Saved entries
*** Block opens ***

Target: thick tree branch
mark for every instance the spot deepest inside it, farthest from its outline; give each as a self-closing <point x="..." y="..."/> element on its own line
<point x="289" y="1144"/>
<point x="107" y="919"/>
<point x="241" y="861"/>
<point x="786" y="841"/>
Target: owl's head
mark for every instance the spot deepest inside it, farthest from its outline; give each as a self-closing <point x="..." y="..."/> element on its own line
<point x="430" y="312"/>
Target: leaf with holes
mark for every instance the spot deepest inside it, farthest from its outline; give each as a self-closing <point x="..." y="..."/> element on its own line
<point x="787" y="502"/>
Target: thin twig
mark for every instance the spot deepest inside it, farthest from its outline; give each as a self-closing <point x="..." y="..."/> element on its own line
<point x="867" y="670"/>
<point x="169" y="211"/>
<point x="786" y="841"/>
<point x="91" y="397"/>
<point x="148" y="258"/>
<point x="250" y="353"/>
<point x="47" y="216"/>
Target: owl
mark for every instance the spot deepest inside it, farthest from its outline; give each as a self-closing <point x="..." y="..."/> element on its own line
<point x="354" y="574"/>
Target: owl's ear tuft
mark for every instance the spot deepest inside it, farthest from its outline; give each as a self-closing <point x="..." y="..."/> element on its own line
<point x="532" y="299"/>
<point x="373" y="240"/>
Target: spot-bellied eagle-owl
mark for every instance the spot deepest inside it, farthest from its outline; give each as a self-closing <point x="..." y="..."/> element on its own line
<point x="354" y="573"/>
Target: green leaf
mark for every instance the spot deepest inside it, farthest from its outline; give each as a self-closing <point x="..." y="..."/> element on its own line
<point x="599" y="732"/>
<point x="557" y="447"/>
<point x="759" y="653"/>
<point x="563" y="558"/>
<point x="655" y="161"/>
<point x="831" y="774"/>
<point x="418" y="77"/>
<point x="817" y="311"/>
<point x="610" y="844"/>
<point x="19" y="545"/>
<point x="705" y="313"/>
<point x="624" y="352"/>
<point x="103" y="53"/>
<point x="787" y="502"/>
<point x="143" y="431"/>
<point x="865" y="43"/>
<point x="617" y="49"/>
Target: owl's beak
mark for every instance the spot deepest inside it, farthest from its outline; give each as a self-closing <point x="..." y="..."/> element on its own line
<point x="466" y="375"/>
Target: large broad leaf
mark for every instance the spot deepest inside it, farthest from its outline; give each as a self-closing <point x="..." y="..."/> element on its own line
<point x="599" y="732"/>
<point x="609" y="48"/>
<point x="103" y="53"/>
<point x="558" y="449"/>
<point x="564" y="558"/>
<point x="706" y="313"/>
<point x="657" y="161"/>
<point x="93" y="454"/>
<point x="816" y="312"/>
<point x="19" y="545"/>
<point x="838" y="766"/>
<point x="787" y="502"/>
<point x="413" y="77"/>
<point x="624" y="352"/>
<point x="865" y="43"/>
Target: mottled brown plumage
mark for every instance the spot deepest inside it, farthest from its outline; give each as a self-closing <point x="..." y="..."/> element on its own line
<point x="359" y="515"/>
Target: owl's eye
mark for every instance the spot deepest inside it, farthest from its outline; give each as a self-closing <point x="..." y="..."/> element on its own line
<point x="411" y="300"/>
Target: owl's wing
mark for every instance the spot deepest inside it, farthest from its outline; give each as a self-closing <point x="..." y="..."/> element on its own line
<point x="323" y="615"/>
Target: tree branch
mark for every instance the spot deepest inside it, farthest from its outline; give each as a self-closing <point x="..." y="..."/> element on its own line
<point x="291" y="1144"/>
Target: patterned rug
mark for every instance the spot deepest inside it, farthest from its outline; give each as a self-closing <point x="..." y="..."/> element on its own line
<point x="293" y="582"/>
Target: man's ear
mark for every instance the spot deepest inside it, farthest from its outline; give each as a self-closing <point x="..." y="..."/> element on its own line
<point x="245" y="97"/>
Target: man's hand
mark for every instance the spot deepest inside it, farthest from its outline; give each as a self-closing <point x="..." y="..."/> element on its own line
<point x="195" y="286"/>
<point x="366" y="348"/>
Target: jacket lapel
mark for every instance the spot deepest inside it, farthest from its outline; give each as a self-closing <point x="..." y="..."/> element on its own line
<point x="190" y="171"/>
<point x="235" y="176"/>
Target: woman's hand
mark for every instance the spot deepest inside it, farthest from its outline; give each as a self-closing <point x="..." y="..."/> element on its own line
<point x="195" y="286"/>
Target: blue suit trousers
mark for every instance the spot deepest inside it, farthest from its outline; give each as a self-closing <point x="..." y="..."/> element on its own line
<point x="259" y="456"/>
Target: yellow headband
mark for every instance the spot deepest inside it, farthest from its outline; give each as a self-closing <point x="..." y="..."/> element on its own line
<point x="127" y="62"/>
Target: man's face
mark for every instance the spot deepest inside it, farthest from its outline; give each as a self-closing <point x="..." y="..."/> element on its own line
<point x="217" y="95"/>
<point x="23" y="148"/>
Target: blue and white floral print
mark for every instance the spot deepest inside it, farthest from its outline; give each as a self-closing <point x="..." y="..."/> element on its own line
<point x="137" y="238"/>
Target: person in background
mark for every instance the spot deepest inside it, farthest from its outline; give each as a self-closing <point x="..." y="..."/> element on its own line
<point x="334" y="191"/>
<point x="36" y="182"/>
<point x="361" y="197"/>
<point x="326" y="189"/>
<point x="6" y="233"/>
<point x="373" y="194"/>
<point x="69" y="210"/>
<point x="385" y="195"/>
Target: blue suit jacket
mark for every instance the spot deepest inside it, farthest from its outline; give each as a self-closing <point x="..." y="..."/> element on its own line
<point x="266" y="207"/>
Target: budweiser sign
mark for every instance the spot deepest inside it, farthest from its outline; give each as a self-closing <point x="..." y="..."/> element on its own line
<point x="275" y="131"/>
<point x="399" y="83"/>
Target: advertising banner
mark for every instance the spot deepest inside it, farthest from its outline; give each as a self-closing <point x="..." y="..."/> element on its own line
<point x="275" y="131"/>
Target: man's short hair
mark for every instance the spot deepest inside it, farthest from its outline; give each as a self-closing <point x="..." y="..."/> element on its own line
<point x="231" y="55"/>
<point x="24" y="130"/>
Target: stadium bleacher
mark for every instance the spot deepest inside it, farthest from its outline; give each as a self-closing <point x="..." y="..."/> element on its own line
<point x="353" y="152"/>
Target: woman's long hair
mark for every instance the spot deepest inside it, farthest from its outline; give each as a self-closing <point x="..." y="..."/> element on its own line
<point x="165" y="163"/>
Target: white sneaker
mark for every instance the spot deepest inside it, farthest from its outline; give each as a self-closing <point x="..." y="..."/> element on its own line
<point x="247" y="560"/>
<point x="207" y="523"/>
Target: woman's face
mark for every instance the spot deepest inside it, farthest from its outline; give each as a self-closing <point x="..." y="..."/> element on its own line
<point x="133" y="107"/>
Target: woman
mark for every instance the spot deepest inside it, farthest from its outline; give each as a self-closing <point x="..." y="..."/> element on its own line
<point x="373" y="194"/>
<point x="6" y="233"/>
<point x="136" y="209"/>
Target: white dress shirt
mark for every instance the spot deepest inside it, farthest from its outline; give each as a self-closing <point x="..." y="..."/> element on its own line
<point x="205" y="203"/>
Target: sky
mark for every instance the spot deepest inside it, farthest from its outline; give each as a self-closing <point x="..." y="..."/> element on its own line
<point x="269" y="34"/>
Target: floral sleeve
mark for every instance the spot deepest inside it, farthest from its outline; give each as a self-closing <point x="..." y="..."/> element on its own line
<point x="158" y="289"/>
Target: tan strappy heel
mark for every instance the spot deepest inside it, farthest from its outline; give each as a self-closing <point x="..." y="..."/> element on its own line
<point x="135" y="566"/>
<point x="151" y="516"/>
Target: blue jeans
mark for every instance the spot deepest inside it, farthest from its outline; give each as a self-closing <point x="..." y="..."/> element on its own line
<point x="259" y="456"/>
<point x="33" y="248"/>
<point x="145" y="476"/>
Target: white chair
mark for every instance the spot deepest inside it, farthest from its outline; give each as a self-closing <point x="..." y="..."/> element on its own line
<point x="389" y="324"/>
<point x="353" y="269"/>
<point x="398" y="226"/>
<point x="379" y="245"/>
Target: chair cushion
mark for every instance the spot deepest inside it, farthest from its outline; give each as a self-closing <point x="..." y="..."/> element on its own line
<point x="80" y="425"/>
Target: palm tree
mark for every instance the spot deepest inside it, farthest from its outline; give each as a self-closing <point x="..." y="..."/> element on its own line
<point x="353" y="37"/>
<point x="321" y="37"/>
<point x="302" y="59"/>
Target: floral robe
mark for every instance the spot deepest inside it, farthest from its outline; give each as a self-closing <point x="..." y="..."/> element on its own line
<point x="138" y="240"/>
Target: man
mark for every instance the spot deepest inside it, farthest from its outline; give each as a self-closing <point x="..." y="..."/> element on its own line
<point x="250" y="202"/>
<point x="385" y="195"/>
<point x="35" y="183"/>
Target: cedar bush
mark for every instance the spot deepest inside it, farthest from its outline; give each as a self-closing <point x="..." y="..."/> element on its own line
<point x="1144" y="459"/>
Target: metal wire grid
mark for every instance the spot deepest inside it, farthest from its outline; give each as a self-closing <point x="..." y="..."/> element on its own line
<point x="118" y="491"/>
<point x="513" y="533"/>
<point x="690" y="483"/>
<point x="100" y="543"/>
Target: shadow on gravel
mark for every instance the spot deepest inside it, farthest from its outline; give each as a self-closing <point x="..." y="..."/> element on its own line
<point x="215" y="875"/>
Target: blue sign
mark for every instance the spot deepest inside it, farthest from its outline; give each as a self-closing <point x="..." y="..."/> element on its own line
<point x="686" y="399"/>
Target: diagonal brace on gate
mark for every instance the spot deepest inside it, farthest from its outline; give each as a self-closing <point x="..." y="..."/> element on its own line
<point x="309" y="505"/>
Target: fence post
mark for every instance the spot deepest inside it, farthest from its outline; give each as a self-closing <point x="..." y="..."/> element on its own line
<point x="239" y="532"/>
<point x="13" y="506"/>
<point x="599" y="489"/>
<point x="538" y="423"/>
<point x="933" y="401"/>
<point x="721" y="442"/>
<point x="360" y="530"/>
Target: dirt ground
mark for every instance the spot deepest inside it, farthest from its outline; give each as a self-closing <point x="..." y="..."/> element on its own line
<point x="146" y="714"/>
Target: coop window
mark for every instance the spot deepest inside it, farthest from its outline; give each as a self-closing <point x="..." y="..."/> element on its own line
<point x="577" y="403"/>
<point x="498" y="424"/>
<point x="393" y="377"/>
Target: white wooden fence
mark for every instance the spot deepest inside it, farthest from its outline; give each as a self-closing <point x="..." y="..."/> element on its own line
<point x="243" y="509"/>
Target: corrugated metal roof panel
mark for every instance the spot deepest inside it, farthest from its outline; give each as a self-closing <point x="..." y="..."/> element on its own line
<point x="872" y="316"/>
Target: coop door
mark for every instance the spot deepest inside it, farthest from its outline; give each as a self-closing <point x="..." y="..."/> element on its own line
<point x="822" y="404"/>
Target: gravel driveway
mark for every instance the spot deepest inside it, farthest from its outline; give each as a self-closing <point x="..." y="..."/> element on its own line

*** Block closes ***

In the data above, how many lines hold the string "branch"? Give the number by itself.

2